● **GIVEN INSTRUCTION**: Copy the records word for word, from the start through the line containing "494 L 72 494", and leave the pictures out of your copy.

● **STORED ROWS**:
-- BEGIN --

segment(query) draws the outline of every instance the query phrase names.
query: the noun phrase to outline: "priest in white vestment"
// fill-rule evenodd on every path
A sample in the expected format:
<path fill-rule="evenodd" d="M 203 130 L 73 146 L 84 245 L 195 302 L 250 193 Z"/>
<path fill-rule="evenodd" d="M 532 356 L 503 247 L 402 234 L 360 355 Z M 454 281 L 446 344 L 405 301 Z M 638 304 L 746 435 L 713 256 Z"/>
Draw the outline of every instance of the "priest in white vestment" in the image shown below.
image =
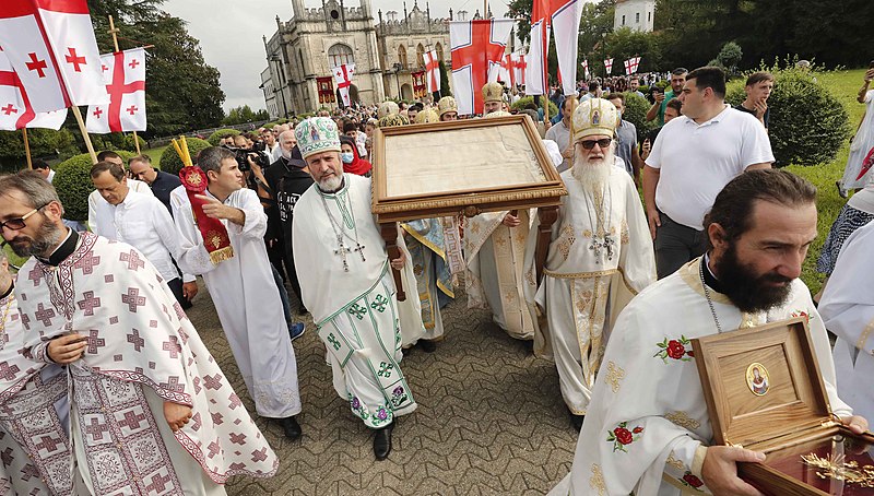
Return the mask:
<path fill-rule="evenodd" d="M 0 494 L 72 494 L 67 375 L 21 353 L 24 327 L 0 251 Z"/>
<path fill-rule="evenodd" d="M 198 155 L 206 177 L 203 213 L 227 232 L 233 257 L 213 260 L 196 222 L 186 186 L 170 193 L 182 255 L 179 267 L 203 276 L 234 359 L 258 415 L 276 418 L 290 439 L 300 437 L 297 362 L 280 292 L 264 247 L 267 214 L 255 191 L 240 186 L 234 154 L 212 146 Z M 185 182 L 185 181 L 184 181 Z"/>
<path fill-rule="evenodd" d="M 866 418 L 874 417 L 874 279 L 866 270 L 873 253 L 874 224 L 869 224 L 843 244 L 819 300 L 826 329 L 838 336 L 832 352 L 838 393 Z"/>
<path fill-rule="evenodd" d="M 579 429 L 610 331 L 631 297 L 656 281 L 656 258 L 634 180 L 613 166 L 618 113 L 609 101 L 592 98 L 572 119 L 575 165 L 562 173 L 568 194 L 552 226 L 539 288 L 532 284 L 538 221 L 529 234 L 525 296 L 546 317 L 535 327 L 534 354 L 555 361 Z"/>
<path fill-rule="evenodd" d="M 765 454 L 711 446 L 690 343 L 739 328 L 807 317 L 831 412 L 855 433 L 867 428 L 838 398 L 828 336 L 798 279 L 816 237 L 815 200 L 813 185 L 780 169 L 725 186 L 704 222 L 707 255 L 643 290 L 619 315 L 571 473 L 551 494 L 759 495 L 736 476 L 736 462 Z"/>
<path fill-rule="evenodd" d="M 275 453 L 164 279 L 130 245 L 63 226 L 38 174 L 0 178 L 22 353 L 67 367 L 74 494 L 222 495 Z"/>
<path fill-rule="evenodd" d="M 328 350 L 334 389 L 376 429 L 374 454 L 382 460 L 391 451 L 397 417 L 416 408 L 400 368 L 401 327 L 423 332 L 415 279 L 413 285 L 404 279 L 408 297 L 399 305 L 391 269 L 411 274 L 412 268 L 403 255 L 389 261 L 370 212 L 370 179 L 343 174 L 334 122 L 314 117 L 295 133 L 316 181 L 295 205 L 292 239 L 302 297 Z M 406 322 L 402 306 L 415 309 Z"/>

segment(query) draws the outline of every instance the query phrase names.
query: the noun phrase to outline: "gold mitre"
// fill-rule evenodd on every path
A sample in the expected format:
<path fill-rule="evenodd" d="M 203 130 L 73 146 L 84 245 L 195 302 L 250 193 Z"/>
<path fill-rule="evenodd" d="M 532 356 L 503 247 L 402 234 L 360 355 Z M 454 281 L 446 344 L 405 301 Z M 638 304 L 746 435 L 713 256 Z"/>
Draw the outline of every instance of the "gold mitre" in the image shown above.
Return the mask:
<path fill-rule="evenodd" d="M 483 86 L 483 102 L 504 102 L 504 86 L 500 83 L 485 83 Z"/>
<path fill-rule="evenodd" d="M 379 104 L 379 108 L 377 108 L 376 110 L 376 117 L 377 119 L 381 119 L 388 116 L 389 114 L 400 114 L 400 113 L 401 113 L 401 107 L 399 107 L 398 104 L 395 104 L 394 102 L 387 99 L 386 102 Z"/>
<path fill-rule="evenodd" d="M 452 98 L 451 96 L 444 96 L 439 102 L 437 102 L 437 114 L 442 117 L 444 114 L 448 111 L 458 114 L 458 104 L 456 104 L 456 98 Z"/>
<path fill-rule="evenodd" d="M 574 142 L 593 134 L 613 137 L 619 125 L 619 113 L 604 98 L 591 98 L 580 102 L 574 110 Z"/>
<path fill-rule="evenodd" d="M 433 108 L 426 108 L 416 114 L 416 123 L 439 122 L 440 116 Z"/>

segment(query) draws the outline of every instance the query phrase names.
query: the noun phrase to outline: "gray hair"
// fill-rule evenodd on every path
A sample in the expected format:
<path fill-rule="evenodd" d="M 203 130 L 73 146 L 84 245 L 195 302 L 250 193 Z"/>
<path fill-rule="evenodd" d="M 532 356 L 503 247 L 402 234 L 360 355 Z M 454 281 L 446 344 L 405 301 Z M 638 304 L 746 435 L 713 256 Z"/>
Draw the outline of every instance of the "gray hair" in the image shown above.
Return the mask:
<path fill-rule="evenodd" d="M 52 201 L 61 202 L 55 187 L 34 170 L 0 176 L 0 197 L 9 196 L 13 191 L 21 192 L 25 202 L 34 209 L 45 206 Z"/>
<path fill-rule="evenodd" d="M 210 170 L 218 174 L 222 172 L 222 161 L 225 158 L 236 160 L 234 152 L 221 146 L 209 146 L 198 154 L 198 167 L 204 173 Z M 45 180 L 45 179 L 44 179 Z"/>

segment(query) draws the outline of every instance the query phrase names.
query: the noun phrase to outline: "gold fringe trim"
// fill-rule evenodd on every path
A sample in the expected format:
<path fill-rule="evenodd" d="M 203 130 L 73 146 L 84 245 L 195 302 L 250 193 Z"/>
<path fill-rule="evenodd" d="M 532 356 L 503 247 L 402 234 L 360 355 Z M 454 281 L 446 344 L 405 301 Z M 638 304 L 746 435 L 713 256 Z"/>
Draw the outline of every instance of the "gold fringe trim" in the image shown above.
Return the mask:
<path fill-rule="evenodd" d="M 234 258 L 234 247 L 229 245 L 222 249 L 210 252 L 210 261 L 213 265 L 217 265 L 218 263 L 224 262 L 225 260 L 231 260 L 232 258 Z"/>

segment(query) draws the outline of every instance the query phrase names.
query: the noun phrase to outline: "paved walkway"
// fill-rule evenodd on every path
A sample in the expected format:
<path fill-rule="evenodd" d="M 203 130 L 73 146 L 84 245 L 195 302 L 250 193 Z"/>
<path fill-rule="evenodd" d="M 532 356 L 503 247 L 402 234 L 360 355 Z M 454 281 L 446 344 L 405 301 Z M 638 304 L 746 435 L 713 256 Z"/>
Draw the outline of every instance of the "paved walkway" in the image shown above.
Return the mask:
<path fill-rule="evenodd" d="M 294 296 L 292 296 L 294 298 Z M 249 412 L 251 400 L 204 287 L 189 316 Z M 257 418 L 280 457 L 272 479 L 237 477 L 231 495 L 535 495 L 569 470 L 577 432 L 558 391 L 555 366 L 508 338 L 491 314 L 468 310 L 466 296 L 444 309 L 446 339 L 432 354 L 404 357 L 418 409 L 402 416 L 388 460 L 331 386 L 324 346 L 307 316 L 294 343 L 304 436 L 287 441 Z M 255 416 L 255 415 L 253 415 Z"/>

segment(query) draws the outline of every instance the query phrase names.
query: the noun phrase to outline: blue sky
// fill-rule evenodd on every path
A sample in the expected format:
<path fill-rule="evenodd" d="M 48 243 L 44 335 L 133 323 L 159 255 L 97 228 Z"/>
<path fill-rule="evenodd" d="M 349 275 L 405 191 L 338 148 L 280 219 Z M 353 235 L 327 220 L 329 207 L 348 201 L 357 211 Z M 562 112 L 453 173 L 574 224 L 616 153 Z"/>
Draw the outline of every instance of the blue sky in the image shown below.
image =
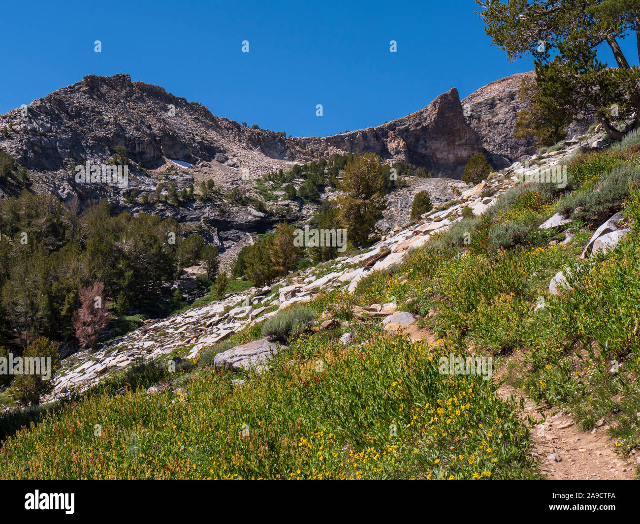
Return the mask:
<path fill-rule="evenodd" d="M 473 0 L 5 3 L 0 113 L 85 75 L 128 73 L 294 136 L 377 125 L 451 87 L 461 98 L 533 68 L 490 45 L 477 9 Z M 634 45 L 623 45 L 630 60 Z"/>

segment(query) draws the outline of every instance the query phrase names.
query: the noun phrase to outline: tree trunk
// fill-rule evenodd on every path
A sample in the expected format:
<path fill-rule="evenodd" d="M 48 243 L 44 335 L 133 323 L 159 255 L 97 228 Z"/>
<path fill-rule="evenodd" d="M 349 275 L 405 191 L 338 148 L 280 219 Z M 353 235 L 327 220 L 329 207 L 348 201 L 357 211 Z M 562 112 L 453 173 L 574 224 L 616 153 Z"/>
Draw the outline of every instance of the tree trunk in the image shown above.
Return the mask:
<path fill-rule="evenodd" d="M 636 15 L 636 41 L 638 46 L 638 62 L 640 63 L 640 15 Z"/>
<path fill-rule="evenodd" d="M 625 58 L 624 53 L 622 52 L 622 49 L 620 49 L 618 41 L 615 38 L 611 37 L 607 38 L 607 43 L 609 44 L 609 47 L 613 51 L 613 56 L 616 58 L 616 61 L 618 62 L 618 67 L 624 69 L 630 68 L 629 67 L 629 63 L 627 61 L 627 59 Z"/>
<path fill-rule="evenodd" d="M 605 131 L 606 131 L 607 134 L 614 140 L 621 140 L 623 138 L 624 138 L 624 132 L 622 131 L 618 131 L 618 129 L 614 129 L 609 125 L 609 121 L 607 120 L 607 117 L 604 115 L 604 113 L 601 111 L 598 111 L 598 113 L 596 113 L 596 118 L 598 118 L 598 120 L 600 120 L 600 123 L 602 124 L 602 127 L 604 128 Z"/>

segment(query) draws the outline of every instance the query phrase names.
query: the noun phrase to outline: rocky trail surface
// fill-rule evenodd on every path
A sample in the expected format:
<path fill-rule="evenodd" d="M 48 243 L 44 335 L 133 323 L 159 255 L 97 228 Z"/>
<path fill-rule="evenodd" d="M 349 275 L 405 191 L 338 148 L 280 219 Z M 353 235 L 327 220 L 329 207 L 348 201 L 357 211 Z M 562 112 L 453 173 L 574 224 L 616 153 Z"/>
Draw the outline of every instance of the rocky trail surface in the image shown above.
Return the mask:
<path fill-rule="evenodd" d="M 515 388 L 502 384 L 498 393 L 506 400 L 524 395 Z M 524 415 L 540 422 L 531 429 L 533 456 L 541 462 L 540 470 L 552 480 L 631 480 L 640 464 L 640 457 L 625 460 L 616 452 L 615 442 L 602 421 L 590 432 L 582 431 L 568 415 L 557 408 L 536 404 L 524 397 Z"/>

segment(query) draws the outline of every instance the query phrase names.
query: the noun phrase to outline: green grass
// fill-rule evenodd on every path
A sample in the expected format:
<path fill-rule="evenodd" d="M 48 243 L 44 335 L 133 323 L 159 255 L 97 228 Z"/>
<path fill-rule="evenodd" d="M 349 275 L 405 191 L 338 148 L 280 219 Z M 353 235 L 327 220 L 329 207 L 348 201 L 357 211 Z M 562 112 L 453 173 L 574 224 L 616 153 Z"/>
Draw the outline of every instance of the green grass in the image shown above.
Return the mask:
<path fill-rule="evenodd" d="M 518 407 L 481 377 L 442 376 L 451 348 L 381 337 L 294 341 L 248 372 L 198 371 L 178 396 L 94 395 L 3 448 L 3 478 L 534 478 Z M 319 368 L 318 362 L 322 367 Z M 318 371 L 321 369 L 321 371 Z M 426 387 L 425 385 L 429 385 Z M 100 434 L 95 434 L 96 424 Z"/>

-- END --

● **EXPECTED ANSWER**:
segment(query) draws the outline of every instance the query phrase names.
query: the noun phrase to outline: "priest in white vestment"
// fill-rule evenodd on every path
A sample in the expected format:
<path fill-rule="evenodd" d="M 203 130 L 73 146 L 84 245 L 195 302 L 250 193 Z"/>
<path fill-rule="evenodd" d="M 532 356 L 503 247 L 402 234 L 360 355 Z M 454 281 L 446 344 L 405 301 Z M 638 304 L 746 435 L 713 256 Z"/>
Draw the outline of every instance of the "priest in white vestment" in the image shown below.
image =
Return the mask:
<path fill-rule="evenodd" d="M 0 494 L 72 494 L 67 375 L 21 353 L 24 327 L 0 251 Z"/>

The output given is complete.